- Exercise:
Print the line containing "Could you point at the sky" and all lines after it, unchanged, through the end of the data. Leave the pictures out.

- Provided information:
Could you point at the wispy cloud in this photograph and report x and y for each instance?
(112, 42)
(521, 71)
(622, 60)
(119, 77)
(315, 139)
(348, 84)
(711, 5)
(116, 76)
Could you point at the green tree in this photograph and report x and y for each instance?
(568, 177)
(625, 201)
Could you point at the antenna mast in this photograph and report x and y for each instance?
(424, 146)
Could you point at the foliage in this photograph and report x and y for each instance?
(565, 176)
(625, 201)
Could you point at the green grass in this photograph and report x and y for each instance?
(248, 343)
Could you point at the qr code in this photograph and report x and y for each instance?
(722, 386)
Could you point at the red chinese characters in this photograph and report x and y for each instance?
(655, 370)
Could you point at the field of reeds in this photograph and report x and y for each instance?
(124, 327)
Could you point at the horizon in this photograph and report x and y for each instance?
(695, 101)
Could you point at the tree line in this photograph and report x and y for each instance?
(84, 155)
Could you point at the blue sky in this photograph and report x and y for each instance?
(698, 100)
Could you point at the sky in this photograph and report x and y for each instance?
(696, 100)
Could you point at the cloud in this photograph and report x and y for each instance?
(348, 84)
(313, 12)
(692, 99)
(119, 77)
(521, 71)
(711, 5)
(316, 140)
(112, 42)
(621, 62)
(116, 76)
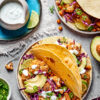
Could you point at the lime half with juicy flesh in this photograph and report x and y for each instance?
(34, 20)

- Exercise answer:
Could you point at the sky in this photograph and report x and y for each instance?
(696, 100)
Could you point at the cloud in this photograph and report x and y for each instance?
(348, 84)
(313, 12)
(692, 99)
(119, 77)
(521, 71)
(711, 5)
(316, 140)
(112, 42)
(621, 62)
(116, 76)
Could you point at the lime half with juicy flesh in this photograph and report x and y for each instance?
(34, 20)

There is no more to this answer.